--- begin EXTRACTED DATA ---
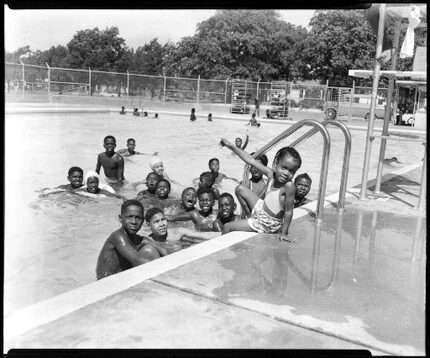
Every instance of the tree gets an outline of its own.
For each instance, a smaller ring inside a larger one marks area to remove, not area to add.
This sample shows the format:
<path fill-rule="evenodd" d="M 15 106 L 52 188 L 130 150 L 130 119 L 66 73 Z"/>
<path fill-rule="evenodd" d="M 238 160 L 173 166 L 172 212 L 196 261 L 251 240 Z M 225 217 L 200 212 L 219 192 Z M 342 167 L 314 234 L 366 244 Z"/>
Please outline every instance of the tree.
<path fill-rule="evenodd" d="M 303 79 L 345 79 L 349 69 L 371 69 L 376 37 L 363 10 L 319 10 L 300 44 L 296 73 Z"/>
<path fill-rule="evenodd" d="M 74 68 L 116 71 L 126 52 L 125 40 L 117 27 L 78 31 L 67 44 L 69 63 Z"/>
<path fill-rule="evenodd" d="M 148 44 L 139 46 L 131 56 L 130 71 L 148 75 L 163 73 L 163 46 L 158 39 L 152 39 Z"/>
--- end EXTRACTED DATA ---
--- begin EXTRACTED DATA ---
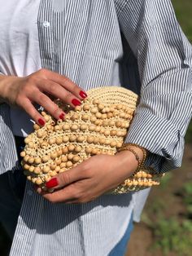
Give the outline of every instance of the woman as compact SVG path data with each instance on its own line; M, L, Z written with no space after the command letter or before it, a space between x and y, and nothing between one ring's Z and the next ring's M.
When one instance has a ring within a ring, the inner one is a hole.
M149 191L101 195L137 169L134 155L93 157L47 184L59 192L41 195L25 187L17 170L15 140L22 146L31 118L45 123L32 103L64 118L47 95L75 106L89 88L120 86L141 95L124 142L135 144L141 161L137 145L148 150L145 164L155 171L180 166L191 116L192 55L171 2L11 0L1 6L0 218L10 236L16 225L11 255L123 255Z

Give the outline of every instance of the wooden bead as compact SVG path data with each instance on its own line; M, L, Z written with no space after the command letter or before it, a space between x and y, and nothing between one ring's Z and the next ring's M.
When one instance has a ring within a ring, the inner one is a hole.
--- end EXTRACTED DATA ---
:: WHAT THIS TASK INVOLVES ::
How many lines of the data above contain the word "next"? Reply with the number alone.

:: SOLUTION FOR THIS EXERCISE ::
2